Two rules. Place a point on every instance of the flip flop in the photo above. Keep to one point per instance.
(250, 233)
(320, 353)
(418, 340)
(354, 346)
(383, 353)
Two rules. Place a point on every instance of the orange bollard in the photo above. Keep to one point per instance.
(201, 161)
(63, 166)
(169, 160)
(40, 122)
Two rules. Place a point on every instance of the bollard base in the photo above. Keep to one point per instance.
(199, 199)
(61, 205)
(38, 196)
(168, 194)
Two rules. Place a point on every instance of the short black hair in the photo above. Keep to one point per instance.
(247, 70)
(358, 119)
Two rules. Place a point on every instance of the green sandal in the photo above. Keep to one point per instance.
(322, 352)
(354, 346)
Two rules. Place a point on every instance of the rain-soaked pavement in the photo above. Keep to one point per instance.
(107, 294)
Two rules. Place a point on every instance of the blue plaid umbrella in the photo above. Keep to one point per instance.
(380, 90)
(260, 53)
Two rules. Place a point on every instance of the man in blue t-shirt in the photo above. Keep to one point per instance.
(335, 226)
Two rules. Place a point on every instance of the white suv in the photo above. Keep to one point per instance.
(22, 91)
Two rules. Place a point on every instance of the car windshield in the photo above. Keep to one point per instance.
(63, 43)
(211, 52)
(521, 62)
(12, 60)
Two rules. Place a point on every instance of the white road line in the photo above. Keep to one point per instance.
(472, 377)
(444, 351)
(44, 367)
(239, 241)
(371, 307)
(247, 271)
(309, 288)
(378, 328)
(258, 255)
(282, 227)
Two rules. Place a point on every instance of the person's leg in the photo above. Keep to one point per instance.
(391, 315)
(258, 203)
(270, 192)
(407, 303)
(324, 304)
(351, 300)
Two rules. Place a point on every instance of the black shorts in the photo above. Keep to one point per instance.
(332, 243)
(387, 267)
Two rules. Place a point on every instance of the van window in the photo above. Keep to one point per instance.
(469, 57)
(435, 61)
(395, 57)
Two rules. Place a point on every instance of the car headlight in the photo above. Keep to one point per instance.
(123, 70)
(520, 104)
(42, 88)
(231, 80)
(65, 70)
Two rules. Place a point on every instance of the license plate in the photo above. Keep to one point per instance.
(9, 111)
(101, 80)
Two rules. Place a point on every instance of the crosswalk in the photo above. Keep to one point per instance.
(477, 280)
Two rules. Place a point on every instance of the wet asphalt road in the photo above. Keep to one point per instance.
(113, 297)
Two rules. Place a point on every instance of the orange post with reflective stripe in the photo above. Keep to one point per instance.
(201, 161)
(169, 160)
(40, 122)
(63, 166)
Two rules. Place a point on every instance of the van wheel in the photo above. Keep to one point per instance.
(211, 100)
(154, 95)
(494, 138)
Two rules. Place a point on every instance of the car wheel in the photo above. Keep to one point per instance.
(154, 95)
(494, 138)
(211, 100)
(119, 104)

++++

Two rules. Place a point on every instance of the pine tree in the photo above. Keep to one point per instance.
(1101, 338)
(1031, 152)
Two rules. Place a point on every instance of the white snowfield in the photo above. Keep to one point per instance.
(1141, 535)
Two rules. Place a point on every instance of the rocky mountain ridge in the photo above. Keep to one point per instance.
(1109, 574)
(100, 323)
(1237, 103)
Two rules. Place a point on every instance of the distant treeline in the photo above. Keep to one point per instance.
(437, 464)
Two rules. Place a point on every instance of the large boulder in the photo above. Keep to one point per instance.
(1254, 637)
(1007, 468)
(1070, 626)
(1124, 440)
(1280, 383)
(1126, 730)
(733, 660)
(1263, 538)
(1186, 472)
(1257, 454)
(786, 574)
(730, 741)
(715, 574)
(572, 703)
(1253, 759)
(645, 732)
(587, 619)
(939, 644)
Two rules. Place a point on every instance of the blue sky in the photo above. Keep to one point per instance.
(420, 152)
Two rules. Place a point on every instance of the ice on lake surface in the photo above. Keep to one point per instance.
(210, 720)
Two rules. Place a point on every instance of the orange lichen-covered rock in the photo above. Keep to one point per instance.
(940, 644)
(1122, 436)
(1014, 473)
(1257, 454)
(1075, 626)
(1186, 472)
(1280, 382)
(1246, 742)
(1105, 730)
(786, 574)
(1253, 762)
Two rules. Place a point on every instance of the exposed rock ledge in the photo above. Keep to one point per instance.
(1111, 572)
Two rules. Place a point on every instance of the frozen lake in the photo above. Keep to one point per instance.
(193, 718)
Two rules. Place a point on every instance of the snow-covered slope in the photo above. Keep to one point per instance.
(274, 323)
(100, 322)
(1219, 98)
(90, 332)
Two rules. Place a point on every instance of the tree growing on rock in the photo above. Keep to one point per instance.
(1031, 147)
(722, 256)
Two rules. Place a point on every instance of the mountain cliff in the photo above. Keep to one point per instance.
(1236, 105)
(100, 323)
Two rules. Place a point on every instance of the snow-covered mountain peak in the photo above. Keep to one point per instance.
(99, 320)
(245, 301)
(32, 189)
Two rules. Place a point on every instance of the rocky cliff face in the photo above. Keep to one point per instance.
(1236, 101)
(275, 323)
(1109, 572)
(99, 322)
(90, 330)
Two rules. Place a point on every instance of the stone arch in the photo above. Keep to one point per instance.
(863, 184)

++++

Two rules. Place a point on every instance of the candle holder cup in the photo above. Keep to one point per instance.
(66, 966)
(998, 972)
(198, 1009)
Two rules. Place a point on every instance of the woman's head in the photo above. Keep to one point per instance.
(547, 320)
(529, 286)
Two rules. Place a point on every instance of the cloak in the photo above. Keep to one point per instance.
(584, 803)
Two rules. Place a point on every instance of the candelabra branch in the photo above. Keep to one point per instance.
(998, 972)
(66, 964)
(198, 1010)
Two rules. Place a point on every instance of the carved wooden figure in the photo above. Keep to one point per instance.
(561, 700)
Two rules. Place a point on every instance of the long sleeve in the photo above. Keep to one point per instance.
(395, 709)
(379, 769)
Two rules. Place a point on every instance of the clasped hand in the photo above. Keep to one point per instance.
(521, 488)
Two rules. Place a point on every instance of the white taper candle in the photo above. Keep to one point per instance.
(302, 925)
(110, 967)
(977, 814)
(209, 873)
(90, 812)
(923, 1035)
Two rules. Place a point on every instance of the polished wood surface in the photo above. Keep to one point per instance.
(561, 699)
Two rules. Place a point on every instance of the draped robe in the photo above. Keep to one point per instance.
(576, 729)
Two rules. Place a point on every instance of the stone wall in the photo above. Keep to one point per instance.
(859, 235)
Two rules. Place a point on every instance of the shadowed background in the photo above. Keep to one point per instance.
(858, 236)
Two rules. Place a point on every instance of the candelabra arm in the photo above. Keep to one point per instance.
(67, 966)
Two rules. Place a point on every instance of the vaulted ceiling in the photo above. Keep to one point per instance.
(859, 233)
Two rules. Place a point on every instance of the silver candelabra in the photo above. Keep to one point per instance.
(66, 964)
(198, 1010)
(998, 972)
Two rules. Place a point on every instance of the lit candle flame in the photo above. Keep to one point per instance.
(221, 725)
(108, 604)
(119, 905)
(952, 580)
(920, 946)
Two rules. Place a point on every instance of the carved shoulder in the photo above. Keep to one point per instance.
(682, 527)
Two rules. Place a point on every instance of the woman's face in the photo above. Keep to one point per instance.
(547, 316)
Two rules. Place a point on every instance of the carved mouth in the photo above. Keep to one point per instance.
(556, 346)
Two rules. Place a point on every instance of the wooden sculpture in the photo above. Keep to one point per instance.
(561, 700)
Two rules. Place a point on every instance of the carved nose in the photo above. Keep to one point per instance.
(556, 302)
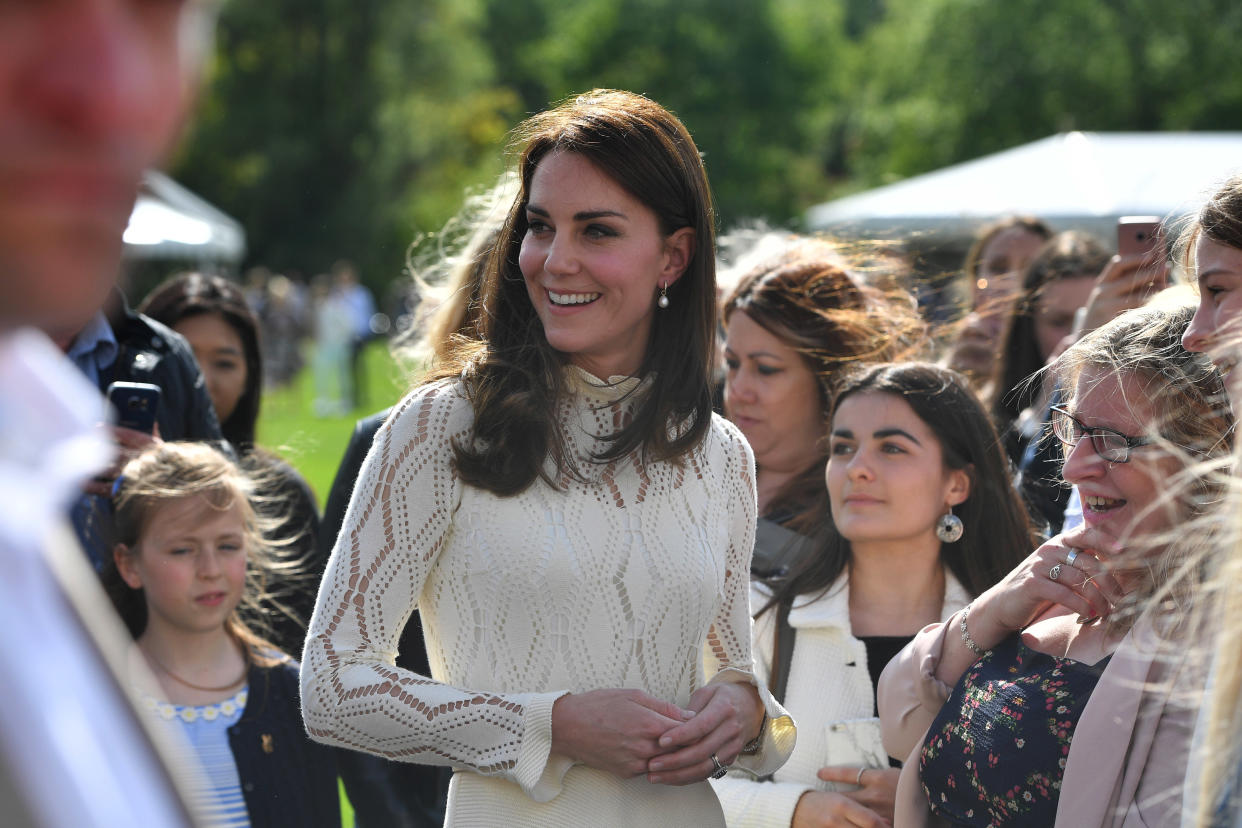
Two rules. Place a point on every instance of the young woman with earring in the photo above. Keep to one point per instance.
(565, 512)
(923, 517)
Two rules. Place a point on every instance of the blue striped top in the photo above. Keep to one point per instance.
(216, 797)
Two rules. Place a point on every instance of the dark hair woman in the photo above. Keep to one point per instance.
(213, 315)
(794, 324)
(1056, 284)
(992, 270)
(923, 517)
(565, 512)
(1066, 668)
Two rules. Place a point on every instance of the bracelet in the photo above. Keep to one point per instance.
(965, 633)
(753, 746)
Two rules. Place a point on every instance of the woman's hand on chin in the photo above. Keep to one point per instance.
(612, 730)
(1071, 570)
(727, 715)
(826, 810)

++++

» Task requirements:
Copy out again, unchanged, the lines of the listing above from the line with "Two rules. Place a point on every instance of the ice" to the line with "(1253, 762)", including both of those lines.

» Result below:
Two rules. Place a point on every instance of the ice on lake surface in the photo above. Keep to one point per instance.
(210, 720)
Two rules. Place a point on every instance of the orange lichen-covered rock in the photo above. Keep to one point per instance.
(940, 644)
(1122, 436)
(1014, 473)
(1257, 454)
(1075, 626)
(1186, 472)
(1280, 382)
(1246, 742)
(1105, 730)
(786, 574)
(1253, 762)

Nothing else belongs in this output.